_What to work on_:
From the line that contains "Could you point out the white window" down to the last line of the data below, restate every line word for word, skipping any images.

++++ Extracted entries

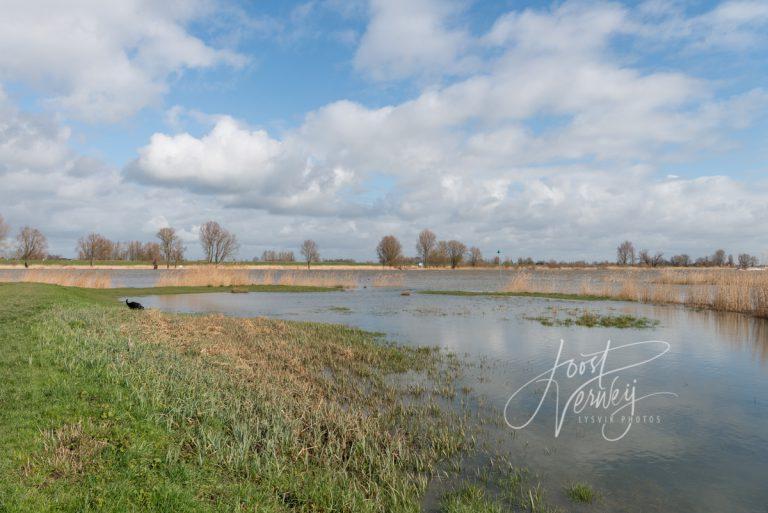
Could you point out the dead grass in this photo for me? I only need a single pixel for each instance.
(728, 290)
(67, 451)
(88, 279)
(227, 277)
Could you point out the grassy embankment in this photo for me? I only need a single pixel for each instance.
(106, 409)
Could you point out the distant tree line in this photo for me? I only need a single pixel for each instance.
(625, 255)
(220, 245)
(271, 255)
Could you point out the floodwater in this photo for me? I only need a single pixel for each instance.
(697, 443)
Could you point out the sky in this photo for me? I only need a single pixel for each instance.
(543, 129)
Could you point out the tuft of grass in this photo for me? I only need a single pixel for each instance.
(581, 493)
(470, 499)
(106, 409)
(589, 319)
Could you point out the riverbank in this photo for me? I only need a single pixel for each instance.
(109, 409)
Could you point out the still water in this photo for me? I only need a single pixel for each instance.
(699, 442)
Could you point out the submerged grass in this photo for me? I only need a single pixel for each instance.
(545, 295)
(588, 319)
(106, 409)
(219, 276)
(581, 492)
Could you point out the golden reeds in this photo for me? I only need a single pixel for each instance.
(226, 277)
(727, 290)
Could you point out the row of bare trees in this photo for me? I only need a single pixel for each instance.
(430, 251)
(625, 255)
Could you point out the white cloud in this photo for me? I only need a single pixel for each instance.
(555, 141)
(102, 61)
(535, 135)
(412, 37)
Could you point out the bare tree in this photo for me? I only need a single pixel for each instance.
(171, 246)
(644, 257)
(31, 244)
(310, 252)
(94, 247)
(177, 252)
(746, 260)
(682, 260)
(718, 258)
(625, 253)
(475, 256)
(456, 252)
(218, 244)
(389, 250)
(425, 245)
(440, 255)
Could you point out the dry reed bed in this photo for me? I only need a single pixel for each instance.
(68, 278)
(303, 410)
(722, 290)
(219, 277)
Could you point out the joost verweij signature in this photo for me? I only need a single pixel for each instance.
(600, 390)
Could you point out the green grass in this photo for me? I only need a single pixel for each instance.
(107, 409)
(581, 493)
(546, 295)
(588, 319)
(470, 499)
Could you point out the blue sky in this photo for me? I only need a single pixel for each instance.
(551, 129)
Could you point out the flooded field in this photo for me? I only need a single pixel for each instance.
(700, 443)
(682, 422)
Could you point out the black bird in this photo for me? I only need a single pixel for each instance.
(133, 305)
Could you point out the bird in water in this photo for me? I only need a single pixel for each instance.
(133, 305)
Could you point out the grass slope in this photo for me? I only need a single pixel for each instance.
(106, 409)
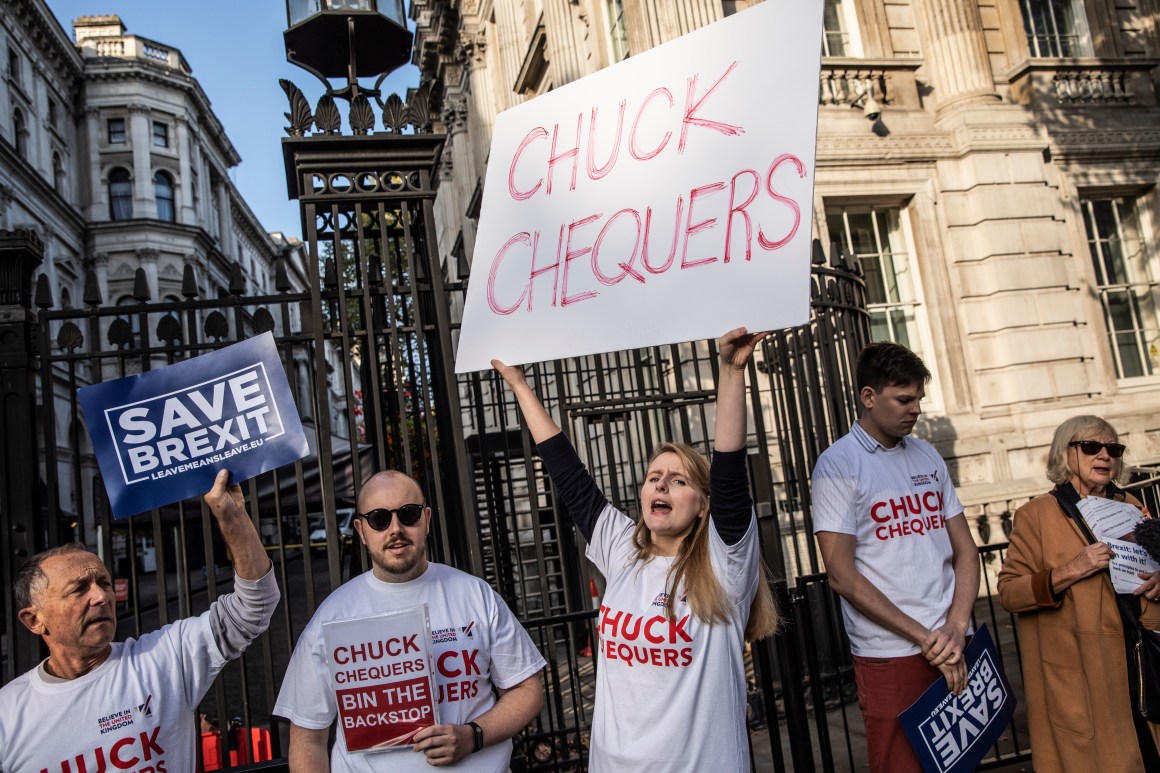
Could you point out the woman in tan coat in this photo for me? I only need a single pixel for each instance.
(1071, 636)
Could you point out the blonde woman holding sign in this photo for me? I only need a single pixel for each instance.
(686, 587)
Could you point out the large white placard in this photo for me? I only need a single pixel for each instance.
(665, 199)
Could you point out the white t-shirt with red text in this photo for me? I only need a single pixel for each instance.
(896, 503)
(671, 694)
(477, 643)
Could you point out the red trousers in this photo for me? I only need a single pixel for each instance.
(886, 687)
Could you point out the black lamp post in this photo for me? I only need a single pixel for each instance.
(347, 38)
(377, 293)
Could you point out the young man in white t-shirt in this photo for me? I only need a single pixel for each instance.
(897, 549)
(479, 647)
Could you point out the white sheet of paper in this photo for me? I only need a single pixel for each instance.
(1130, 560)
(1109, 519)
(665, 199)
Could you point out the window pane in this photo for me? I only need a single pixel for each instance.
(834, 40)
(1050, 27)
(617, 34)
(875, 236)
(121, 195)
(1123, 271)
(162, 192)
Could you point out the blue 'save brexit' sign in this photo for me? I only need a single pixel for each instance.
(952, 732)
(161, 436)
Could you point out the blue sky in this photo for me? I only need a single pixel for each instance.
(234, 49)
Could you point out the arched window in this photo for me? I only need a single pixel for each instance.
(162, 192)
(20, 132)
(58, 173)
(121, 195)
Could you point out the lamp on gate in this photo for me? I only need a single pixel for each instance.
(347, 38)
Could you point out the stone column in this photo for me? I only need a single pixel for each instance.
(480, 100)
(651, 23)
(957, 51)
(140, 135)
(510, 42)
(565, 58)
(100, 262)
(147, 258)
(98, 189)
(20, 501)
(185, 203)
(225, 222)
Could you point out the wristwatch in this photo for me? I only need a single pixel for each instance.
(478, 735)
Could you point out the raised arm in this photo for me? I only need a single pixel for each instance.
(578, 491)
(237, 619)
(536, 418)
(229, 508)
(734, 348)
(731, 506)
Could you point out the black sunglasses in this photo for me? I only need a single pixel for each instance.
(1092, 447)
(381, 518)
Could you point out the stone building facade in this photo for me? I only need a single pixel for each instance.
(111, 154)
(992, 163)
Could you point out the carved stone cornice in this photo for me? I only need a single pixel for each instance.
(872, 149)
(1022, 137)
(472, 47)
(455, 114)
(1122, 146)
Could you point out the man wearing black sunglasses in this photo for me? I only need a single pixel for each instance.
(478, 648)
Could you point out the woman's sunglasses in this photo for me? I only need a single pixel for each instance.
(1092, 447)
(379, 518)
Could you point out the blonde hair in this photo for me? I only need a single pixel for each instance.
(693, 565)
(1079, 427)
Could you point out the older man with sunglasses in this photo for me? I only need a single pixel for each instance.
(480, 649)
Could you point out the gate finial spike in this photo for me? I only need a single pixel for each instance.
(189, 282)
(43, 298)
(140, 286)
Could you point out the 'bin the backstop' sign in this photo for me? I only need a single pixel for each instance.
(665, 199)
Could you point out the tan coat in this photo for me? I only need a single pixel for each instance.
(1074, 666)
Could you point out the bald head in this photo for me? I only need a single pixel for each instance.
(391, 483)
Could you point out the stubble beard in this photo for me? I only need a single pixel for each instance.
(398, 566)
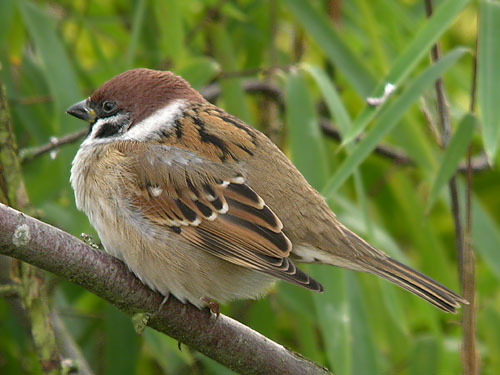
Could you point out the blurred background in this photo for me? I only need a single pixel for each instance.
(299, 71)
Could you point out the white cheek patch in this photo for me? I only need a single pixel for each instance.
(151, 127)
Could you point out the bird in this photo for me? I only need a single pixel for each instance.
(204, 207)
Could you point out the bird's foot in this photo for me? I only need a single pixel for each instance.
(141, 320)
(212, 306)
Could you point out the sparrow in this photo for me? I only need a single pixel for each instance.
(201, 206)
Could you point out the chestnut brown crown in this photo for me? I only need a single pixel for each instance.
(140, 92)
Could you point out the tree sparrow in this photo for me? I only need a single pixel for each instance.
(202, 206)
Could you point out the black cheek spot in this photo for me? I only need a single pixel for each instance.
(107, 130)
(176, 230)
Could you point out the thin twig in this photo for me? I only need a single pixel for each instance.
(223, 339)
(465, 256)
(212, 92)
(251, 72)
(31, 153)
(444, 124)
(471, 361)
(9, 291)
(209, 15)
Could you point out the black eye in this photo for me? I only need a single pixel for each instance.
(108, 107)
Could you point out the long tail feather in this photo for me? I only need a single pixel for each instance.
(374, 261)
(418, 284)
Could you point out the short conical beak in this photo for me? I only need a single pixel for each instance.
(82, 111)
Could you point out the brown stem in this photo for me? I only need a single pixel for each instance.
(212, 92)
(225, 340)
(465, 255)
(470, 357)
(30, 280)
(29, 154)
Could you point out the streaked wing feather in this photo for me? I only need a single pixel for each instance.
(216, 211)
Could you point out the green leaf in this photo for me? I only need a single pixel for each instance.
(199, 71)
(363, 348)
(169, 18)
(425, 357)
(417, 49)
(489, 75)
(486, 236)
(389, 118)
(452, 156)
(121, 343)
(137, 22)
(308, 152)
(59, 73)
(6, 18)
(323, 33)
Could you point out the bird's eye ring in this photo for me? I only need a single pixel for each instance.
(108, 107)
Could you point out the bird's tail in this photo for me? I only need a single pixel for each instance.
(377, 263)
(417, 283)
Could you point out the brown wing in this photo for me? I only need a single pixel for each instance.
(210, 205)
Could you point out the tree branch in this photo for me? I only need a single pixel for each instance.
(223, 339)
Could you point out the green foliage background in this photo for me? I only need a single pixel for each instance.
(335, 54)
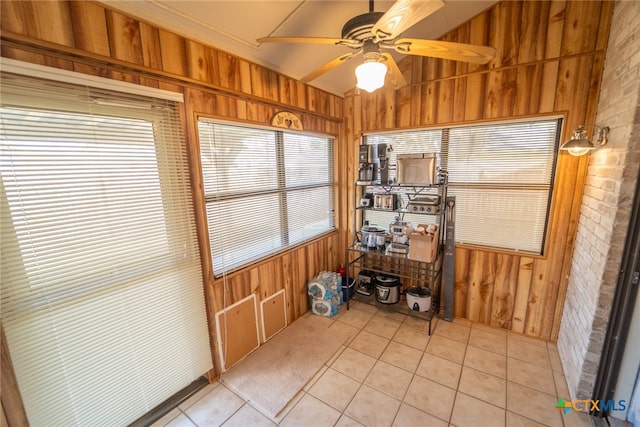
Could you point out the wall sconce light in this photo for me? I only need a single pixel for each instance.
(579, 144)
(371, 73)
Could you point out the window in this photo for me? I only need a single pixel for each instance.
(265, 190)
(101, 277)
(500, 173)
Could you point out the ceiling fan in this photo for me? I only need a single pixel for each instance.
(374, 34)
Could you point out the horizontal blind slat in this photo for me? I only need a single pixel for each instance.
(265, 190)
(102, 284)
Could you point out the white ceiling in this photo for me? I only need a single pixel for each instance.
(234, 26)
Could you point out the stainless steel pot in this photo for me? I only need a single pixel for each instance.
(371, 235)
(387, 289)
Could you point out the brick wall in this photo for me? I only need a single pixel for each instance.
(606, 207)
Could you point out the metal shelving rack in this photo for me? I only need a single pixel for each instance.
(426, 274)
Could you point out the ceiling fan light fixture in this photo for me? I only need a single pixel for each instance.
(370, 75)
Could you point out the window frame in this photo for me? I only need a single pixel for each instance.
(281, 189)
(445, 159)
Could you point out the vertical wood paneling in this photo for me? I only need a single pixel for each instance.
(534, 72)
(125, 42)
(51, 22)
(89, 27)
(525, 274)
(461, 285)
(504, 292)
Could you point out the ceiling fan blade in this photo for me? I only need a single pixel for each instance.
(328, 66)
(445, 50)
(394, 76)
(402, 15)
(316, 40)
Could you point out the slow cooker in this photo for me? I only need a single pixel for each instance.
(387, 288)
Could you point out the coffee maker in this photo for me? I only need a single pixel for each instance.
(367, 167)
(381, 163)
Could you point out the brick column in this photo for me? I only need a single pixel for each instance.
(606, 207)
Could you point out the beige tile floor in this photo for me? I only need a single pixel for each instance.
(391, 373)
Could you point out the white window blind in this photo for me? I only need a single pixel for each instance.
(265, 190)
(102, 299)
(500, 173)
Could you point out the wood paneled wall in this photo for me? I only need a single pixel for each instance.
(549, 61)
(86, 37)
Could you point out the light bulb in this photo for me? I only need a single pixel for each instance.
(370, 75)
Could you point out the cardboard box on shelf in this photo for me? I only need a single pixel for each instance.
(423, 245)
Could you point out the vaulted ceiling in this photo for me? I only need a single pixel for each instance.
(234, 26)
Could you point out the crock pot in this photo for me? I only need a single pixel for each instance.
(418, 298)
(387, 289)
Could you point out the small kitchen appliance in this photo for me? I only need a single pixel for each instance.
(385, 202)
(367, 200)
(424, 204)
(373, 236)
(381, 160)
(419, 298)
(399, 231)
(365, 282)
(416, 169)
(366, 167)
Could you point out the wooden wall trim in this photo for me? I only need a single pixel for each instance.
(12, 405)
(29, 44)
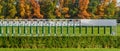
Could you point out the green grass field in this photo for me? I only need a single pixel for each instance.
(64, 33)
(70, 31)
(58, 49)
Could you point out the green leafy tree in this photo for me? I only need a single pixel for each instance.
(110, 10)
(11, 8)
(48, 8)
(93, 7)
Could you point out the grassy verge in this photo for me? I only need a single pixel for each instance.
(59, 49)
(61, 42)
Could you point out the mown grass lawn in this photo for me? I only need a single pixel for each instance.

++++++++

_Full response_:
Could you point out the white window blind in this photo for me? I only need a single pixel for each instance.
(265, 190)
(102, 299)
(500, 173)
Could you point out the wood paneled wall in this photo for me? I only need a single pixel for each instance.
(549, 61)
(86, 37)
Could you point out the light bulb in this photo for me? I only need a single pixel for each instance.
(370, 75)
Could you point out the cardboard box on shelf in this photo for me? I only need a single pixel for each instance.
(423, 245)
Could you point out the vaulted ceiling in this photo for me? I only need a single pixel for each instance.
(234, 26)
Could you point out the crock pot in this photo for me? I only need a single pixel for each instance.
(418, 298)
(387, 289)
Could you point out the small kitchen appliance in this photo for me? I only need a single pixel for each instance.
(385, 202)
(367, 200)
(424, 204)
(373, 236)
(381, 160)
(419, 298)
(399, 231)
(365, 282)
(416, 169)
(366, 167)
Could you point out the wooden wall trim in this photo for me? I only need a single pixel for each instance.
(12, 405)
(29, 44)
Could you point out the green grass field in this photo for me? I only need a single pixel for each instance.
(64, 33)
(70, 31)
(58, 49)
Could you point out the green leafy tree in this photo for me? I only need a single pixel for each instance.
(110, 10)
(11, 8)
(48, 8)
(93, 7)
Could you point out the grassy verge in this photo for me? I only need a single pixel for each instance.
(59, 49)
(61, 42)
Could you point out the mown grass lawn in this photo for me? I only need a single pixel for each instance.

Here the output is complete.